Task to complete – Reproduce every item below verbatim, omitting any pictures from your output.

Input rows –
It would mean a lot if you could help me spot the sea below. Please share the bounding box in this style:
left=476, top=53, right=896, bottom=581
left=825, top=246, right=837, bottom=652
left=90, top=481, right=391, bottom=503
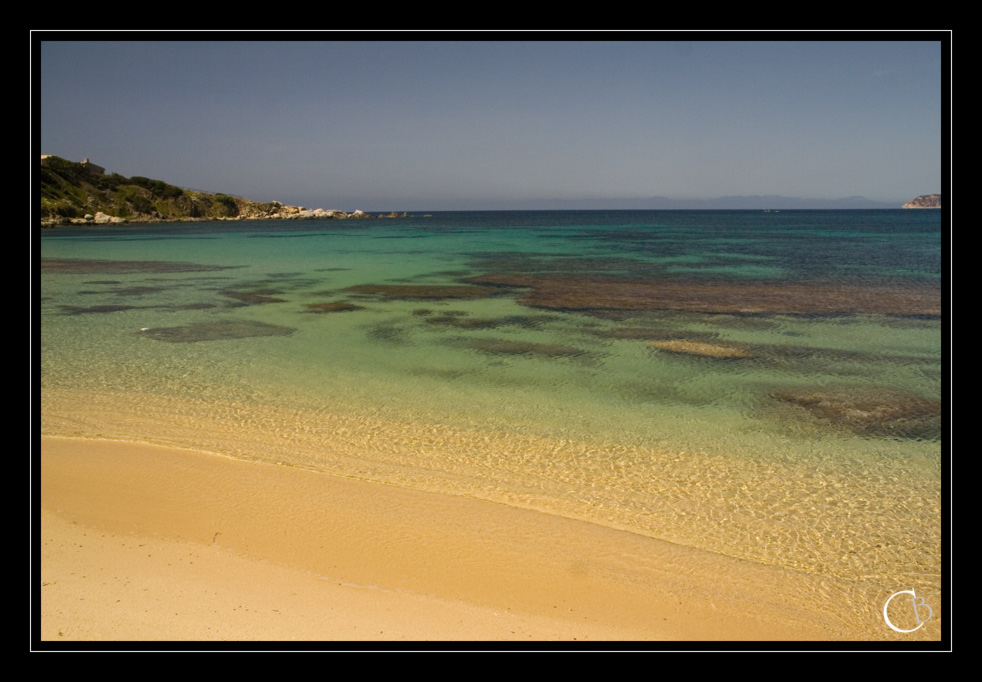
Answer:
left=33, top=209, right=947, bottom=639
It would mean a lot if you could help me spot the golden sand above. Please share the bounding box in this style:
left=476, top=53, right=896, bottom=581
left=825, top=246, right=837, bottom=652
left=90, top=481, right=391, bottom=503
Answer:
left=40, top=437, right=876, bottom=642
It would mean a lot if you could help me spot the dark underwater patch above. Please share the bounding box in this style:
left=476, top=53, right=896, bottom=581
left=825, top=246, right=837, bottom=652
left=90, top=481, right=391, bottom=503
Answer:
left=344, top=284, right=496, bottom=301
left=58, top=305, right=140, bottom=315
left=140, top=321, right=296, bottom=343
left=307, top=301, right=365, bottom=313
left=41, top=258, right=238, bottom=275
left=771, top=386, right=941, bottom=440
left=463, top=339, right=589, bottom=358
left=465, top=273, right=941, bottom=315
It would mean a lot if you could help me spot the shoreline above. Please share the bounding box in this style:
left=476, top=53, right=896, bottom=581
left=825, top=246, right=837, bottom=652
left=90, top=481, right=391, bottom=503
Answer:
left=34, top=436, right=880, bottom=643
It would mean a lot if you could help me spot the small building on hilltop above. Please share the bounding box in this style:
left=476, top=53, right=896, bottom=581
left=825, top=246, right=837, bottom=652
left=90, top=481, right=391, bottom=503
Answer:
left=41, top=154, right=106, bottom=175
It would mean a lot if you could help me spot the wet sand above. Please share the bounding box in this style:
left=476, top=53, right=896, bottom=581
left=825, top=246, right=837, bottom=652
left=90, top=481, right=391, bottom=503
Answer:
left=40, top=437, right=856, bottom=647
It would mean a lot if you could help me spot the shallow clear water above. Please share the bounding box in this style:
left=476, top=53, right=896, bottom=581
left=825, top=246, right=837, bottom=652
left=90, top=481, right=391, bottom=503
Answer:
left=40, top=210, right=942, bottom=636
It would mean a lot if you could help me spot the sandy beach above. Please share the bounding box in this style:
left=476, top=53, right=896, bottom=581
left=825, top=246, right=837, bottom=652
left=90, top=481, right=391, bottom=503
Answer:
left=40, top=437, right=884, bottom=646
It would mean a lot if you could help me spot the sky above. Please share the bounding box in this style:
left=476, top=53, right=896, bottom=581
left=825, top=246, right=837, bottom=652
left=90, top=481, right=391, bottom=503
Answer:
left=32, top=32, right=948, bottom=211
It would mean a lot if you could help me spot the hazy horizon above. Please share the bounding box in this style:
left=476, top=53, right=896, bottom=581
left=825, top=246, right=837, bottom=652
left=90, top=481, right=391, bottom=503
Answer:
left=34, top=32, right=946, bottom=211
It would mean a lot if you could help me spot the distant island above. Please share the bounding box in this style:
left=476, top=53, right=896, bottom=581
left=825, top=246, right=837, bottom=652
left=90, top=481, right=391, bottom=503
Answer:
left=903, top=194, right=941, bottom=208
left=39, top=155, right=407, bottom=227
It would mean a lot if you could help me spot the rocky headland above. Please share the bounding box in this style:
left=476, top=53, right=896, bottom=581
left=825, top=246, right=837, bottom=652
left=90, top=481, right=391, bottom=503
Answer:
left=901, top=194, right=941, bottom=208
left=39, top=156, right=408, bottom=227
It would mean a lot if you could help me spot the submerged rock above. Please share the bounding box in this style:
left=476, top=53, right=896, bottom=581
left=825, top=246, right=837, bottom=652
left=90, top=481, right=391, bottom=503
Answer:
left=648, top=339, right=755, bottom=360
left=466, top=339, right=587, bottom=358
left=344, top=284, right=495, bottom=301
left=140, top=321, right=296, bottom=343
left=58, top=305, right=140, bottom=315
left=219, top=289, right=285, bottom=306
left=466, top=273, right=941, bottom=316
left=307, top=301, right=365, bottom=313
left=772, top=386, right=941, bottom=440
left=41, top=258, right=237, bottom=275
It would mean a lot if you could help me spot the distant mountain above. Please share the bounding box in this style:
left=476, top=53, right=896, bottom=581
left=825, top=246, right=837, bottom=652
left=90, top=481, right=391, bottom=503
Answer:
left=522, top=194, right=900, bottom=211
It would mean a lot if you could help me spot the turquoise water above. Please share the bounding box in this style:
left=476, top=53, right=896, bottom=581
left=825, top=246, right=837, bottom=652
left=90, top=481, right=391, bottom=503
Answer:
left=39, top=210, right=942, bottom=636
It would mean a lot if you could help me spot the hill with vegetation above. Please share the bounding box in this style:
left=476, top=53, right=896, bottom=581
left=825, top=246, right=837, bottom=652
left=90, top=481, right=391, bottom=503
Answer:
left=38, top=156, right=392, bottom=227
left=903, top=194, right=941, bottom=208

Output of the exercise –
It would mean a lot if you could help me spot the sea below. Please share the bounding box in this style:
left=476, top=53, right=896, bottom=581
left=825, top=246, right=837, bottom=652
left=90, top=481, right=391, bottom=503
Answer:
left=33, top=209, right=947, bottom=639
It would mean a lot if you could help me spot the golden sand above. Please share the bounding box in this style:
left=476, top=53, right=896, bottom=581
left=825, top=246, right=837, bottom=652
left=90, top=481, right=391, bottom=503
Answer:
left=40, top=437, right=876, bottom=642
It would mean a lot if you could help me spot the dark underwater patch above. Please share the bounding box in this style:
left=476, top=53, right=896, bottom=581
left=825, top=246, right=837, bottom=652
left=90, top=481, right=391, bottom=503
Answer:
left=344, top=284, right=496, bottom=301
left=58, top=305, right=140, bottom=315
left=140, top=321, right=296, bottom=343
left=307, top=301, right=365, bottom=313
left=41, top=258, right=238, bottom=275
left=771, top=386, right=941, bottom=440
left=463, top=339, right=589, bottom=358
left=465, top=273, right=941, bottom=315
It would mean a lot if you could help me spot the shoreline above. Please share the bounding box in this style:
left=476, top=53, right=896, bottom=581
left=825, top=246, right=837, bottom=652
left=90, top=481, right=391, bottom=503
Answer:
left=34, top=436, right=880, bottom=643
It would mean a lot if you could help me spot the small building on hilltop above. Please share the bounding box in this style:
left=476, top=53, right=896, bottom=581
left=825, top=246, right=837, bottom=652
left=90, top=481, right=391, bottom=503
Answer:
left=41, top=154, right=106, bottom=175
It would mean a lot if you could help me spot the wet sand above. Please share the bounding box in this style:
left=476, top=53, right=896, bottom=581
left=825, top=246, right=837, bottom=652
left=90, top=481, right=391, bottom=503
Answer:
left=40, top=437, right=856, bottom=647
It would mean a lot if you could help me spot the shallow clear water above. Please share the bounding box in this style:
left=476, top=53, right=896, bottom=581
left=825, top=246, right=837, bottom=652
left=90, top=481, right=391, bottom=503
Answer:
left=40, top=210, right=942, bottom=636
It would mean a lot if you could help me spot the sandy beach above. Please share the bounding box in this style:
left=476, top=53, right=896, bottom=581
left=825, top=246, right=837, bottom=652
left=90, top=481, right=391, bottom=503
Answer:
left=40, top=437, right=884, bottom=646
It would mean a lot if you could help me spot the sky above. Please share the bounding box in this style:
left=476, top=53, right=896, bottom=581
left=825, top=246, right=837, bottom=652
left=90, top=481, right=391, bottom=503
Answer:
left=32, top=32, right=948, bottom=211
It would mean a lot if you could help me spot the hazy horizon above. Please share the bounding box in this style:
left=476, top=53, right=896, bottom=581
left=825, top=246, right=837, bottom=652
left=90, top=481, right=391, bottom=503
Answer:
left=34, top=32, right=946, bottom=211
It would mean a lot if you could help me spot the distant island above. Please share the bounding box in this style:
left=476, top=53, right=896, bottom=581
left=825, top=246, right=837, bottom=652
left=90, top=481, right=391, bottom=503
Answer:
left=903, top=194, right=941, bottom=208
left=39, top=155, right=407, bottom=227
It would mean a lot if you could help me spot the rocky headland above. Please share the bounding box in this style:
left=476, top=53, right=896, bottom=581
left=825, top=246, right=837, bottom=652
left=90, top=481, right=391, bottom=503
Answer:
left=901, top=194, right=941, bottom=208
left=39, top=156, right=408, bottom=227
It would mean a lot if you could help me spot the submerged rock above. Please share the bounding box in this style:
left=476, top=53, right=896, bottom=581
left=825, top=246, right=837, bottom=652
left=90, top=481, right=391, bottom=503
Answer:
left=648, top=339, right=755, bottom=360
left=466, top=339, right=587, bottom=358
left=344, top=284, right=495, bottom=301
left=140, top=321, right=296, bottom=343
left=58, top=305, right=140, bottom=315
left=219, top=289, right=285, bottom=306
left=466, top=273, right=941, bottom=316
left=307, top=301, right=365, bottom=313
left=772, top=386, right=941, bottom=440
left=41, top=258, right=237, bottom=275
It would mean a lot if you could help me spot the distant mountain above. Please share the bounding box in this style:
left=476, top=53, right=896, bottom=581
left=825, top=246, right=837, bottom=652
left=90, top=481, right=391, bottom=503
Answer:
left=522, top=194, right=900, bottom=211
It would mean a lot if you could help me spot the turquoise water above. Please share the bounding box in this style:
left=476, top=53, right=896, bottom=581
left=825, top=246, right=837, bottom=652
left=90, top=481, right=391, bottom=503
Answer:
left=39, top=210, right=942, bottom=636
It would mean a lot if you could help me spot the hill with vegetation above. Please share the bounding box in this style:
left=476, top=53, right=896, bottom=581
left=825, top=246, right=837, bottom=652
left=90, top=481, right=391, bottom=503
Answer:
left=38, top=156, right=392, bottom=227
left=903, top=194, right=941, bottom=208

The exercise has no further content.